**Dataset extract:**
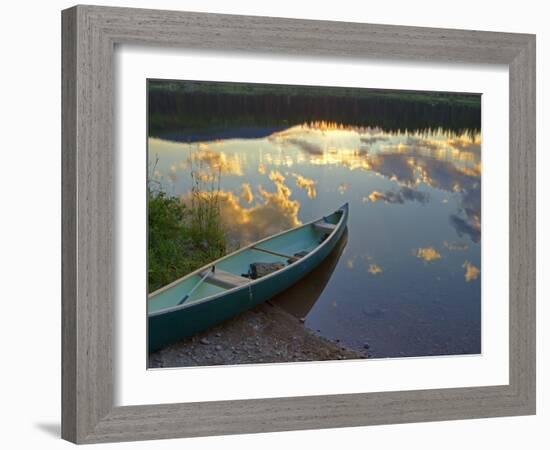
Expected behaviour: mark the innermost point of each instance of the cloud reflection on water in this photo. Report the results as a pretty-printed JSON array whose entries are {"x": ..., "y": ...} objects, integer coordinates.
[{"x": 433, "y": 158}]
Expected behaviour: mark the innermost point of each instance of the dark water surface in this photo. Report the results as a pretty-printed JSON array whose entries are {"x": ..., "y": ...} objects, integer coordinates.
[{"x": 405, "y": 280}]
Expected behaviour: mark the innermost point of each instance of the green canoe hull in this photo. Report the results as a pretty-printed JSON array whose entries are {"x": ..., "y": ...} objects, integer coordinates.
[{"x": 167, "y": 327}]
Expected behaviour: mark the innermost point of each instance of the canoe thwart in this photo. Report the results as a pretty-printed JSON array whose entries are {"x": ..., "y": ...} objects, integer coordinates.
[
  {"x": 324, "y": 226},
  {"x": 271, "y": 252},
  {"x": 261, "y": 269},
  {"x": 225, "y": 279}
]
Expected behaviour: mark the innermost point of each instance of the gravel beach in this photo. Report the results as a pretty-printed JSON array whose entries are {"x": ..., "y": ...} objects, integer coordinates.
[{"x": 264, "y": 334}]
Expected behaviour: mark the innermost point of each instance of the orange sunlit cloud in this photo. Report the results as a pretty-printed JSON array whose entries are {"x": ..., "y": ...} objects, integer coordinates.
[
  {"x": 472, "y": 272},
  {"x": 307, "y": 184},
  {"x": 427, "y": 254}
]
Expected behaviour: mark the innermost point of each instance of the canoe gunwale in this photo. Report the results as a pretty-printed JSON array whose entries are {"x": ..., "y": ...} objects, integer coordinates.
[{"x": 341, "y": 222}]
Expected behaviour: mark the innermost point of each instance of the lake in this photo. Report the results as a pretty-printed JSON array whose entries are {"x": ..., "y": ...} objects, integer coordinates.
[{"x": 406, "y": 279}]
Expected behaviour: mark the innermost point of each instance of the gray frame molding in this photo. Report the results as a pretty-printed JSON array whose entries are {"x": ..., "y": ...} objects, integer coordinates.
[{"x": 89, "y": 37}]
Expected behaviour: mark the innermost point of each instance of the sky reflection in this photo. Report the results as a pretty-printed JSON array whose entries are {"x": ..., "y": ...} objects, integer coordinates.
[{"x": 414, "y": 226}]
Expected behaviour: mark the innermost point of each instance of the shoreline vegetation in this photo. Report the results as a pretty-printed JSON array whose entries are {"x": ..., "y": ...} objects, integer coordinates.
[
  {"x": 183, "y": 234},
  {"x": 187, "y": 107}
]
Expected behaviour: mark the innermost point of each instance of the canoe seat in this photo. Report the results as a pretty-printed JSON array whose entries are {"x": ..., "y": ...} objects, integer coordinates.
[
  {"x": 324, "y": 226},
  {"x": 225, "y": 279}
]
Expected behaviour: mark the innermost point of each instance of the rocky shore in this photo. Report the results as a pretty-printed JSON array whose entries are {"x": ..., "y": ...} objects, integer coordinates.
[{"x": 264, "y": 334}]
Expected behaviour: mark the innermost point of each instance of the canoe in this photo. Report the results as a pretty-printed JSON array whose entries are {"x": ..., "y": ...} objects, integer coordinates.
[{"x": 226, "y": 287}]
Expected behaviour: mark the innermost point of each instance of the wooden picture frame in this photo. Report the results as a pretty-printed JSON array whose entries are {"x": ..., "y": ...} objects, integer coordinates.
[{"x": 90, "y": 34}]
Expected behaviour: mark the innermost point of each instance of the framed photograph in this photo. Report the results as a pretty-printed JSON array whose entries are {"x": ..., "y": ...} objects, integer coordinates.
[{"x": 254, "y": 212}]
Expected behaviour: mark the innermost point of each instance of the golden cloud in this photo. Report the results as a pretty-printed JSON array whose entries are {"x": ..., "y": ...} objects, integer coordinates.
[
  {"x": 472, "y": 272},
  {"x": 375, "y": 269},
  {"x": 216, "y": 161},
  {"x": 427, "y": 254},
  {"x": 306, "y": 183},
  {"x": 343, "y": 187},
  {"x": 246, "y": 193}
]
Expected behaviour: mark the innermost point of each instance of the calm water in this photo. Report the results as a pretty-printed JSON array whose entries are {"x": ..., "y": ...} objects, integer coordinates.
[{"x": 406, "y": 278}]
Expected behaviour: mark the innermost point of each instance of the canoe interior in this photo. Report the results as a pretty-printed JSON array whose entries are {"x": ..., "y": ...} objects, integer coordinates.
[{"x": 305, "y": 238}]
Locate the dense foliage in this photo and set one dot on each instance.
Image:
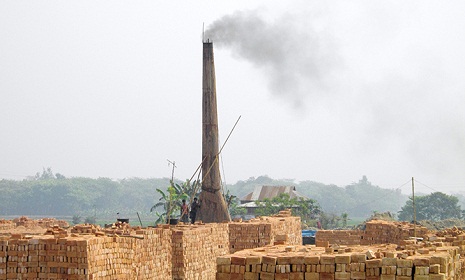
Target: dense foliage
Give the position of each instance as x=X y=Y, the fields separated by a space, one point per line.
x=436 y=206
x=307 y=209
x=49 y=194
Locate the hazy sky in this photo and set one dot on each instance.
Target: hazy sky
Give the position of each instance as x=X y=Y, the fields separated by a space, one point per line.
x=328 y=91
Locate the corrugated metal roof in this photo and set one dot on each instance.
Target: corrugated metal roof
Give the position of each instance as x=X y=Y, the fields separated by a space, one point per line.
x=262 y=192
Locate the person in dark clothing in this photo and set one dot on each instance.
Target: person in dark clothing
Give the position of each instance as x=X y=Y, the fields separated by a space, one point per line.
x=184 y=212
x=194 y=207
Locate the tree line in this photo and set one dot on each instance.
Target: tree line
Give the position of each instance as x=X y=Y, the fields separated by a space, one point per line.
x=52 y=194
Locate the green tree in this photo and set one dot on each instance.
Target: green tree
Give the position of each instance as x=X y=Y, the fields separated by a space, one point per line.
x=171 y=200
x=232 y=202
x=436 y=206
x=307 y=209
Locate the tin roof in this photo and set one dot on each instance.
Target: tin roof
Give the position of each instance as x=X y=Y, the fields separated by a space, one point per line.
x=262 y=192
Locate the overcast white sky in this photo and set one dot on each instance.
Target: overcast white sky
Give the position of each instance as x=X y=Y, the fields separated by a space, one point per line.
x=328 y=91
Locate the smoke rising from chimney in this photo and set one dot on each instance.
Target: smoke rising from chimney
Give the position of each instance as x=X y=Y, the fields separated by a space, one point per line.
x=291 y=53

**Directions for this task:**
Without the pictures, reproduce every entry exactly as written.

**Task output:**
Expected behaviour: mark the innermost point of each instance of the cloud reflection on water in this photo. Report the results as a pretty-printed JSON array whose entries are {"x": ..., "y": ...} objects, integer coordinates.
[{"x": 433, "y": 158}]
Expected behaviour: mark the innermost point of each instance of the dark water surface in this photo. Report the results as a pretty-printed JSON array whose entries are {"x": ..., "y": ...} objects, integer coordinates.
[{"x": 405, "y": 280}]
Expected behaviour: mark the innermost point of each instance of the green canoe hull in this photo. Report the results as a pretty-printed JSON array whose entries are {"x": ..., "y": ...} objects, integer coordinates.
[{"x": 167, "y": 327}]
Expected behaviour: mark the innermost point of each instance of the canoe thwart in this photo. Report the results as a pretty-printed JSON array whose entries are {"x": ..., "y": ...} objects, integer coordinates.
[
  {"x": 324, "y": 226},
  {"x": 271, "y": 252},
  {"x": 261, "y": 269},
  {"x": 225, "y": 279}
]
Expected behaviour: mark the innermost point of each instance of the gravel beach in this photo. Report the results as a pretty-printed JSON array whose entries are {"x": ..., "y": ...} objects, integer coordinates.
[{"x": 264, "y": 334}]
Expected behaviour: mark the innermost point of each instance of the orange sunlit cloud in this photo. Report the results as a pretty-printed JSON array whose entries are {"x": ..., "y": ...} objects, integer coordinates.
[
  {"x": 472, "y": 272},
  {"x": 307, "y": 184},
  {"x": 427, "y": 254}
]
Expected behaviour: mark the innermost point of each instance of the canoe gunwale in this photo. Report the results as a pretty-printed JSON array whose entries are {"x": ..., "y": ...} objects, integer coordinates.
[{"x": 341, "y": 222}]
Expected behaviour: mark the innermost point of each instance of the lake in this photo. Report the results as a pretty-printed JSON array whose entries are {"x": ..., "y": ...} objects, integer coordinates.
[{"x": 406, "y": 279}]
Expected behaviour: mark the innermost point of each instance of the gray frame molding in this photo. Report the results as a pretty-printed JSON array whose entries are {"x": ..., "y": ...} objects, integer coordinates.
[{"x": 89, "y": 37}]
Expected behaviour: mark the innermost point of each instance of the sky reflection in this photo. Report the results as a pretty-printed JSON array whose entries are {"x": ..., "y": ...} objects, integer coordinates.
[{"x": 414, "y": 226}]
Expected behaviour: mark the innermost point of each instance of the shoreline vegetation in this photo. Report the results as a pretty-printed JSON array whose entries are {"x": ..., "y": ...} objects, integer coordinates.
[
  {"x": 183, "y": 234},
  {"x": 187, "y": 107}
]
Expected behaviour: mark the innermost point of each instance of the canoe seat in this photo. Report the results as a pretty-printed JSON array whose entries are {"x": ..., "y": ...} objects, integer coordinates.
[
  {"x": 324, "y": 226},
  {"x": 225, "y": 279}
]
Expected behaviour: mark the innermost point of each instance of the rocky shore in this photo. Report the results as a pretty-printed JSON array whose entries are {"x": ..., "y": ...} objects, integer coordinates.
[{"x": 264, "y": 334}]
Expected behaviour: mark the innermost point of each instance of the canoe in this photo. Report the results as a pretty-printed JSON array whose entries are {"x": ..., "y": ...} objects, integer coordinates.
[{"x": 226, "y": 287}]
Expected behaviour: mark the innermost point of each instance of the wooden picture frame in this photo. Report the results as a pretty-printed JSON array whose entries are {"x": ..., "y": ...} objects, integer coordinates.
[{"x": 90, "y": 34}]
Expected behaviour: mark the innermost point of each instance of the framed photograph in this photo. Report the results as a pretty-printed JSON array whose entries are {"x": ..., "y": ...} objects, integer coordinates.
[{"x": 254, "y": 212}]
Expected behaviour: mark the innermost point of each instance of the golden cloud in this photo. Report the results as a pretty-printed JSON array whose entries are {"x": ..., "y": ...} objects, integer coordinates.
[
  {"x": 472, "y": 272},
  {"x": 375, "y": 269},
  {"x": 216, "y": 161},
  {"x": 427, "y": 254},
  {"x": 306, "y": 183},
  {"x": 343, "y": 187},
  {"x": 246, "y": 193}
]
Expected behaviour: mark the innermost point of each instance of the calm water in this photo. Report the results as a pretty-printed JSON array whose entries are {"x": ..., "y": ...} objects, integer coordinates.
[{"x": 406, "y": 278}]
Expected behaviour: mark the innermost point of each instance of the canoe interior in this photo. Report the results as a pretty-printed JSON array whose entries are {"x": ..., "y": ...} objects, integer coordinates.
[{"x": 305, "y": 238}]
Locate the dense foliage in this photo and set one dot on each instance.
Image:
Target: dense foliage
Give the position of each instance as x=X y=Y, the fields separated by a space, one point per line.
x=436 y=206
x=307 y=209
x=49 y=194
Locate the hazy sky in this photo and set one dot on each instance.
Target: hazy sky
Give the position of each instance as x=X y=Y, the fields separated by a space, one point per line.
x=328 y=91
Locate the corrugated metal roof in this photo and set one dot on each instance.
Target: corrugated metal roof
Give the position of each instance as x=X y=Y, the fields separated by a space, one point per line.
x=262 y=192
Locate the person in dark clothing in this photo and set one dot on each instance.
Target: person in dark clothing
Give the position of each instance as x=X y=Y, the fields separated by a space, one point per line.
x=184 y=212
x=194 y=207
Locate the tree line in this photo and set one dot on each instance.
Target: tree line
Give the position of each instance as x=X y=Y, the fields separated by a space, one point per line.
x=52 y=194
Locate the green tree in this photo and set one dot on each instance.
Target: green tree
Give the position of each instance as x=X y=Y, the fields separated by a space, one point per line.
x=171 y=200
x=232 y=202
x=436 y=206
x=307 y=209
Locate the tin roof in this photo and set one dot on each instance.
Target: tin roof
Give the position of each instance as x=X y=Y, the fields separated by a space, one point per line.
x=262 y=192
Locate the overcast white sky in this photo and set one dot on each instance.
Target: overcast white sky
Give the position of each instance as x=X y=Y, the fields separated by a space, one point per line.
x=328 y=91
Locate the smoke rising from chimney in this photo and set one dot on each instance.
Target: smoke rising from chimney
Give the position of each instance as x=X y=Y, the fields separated by a space, one point per line.
x=291 y=53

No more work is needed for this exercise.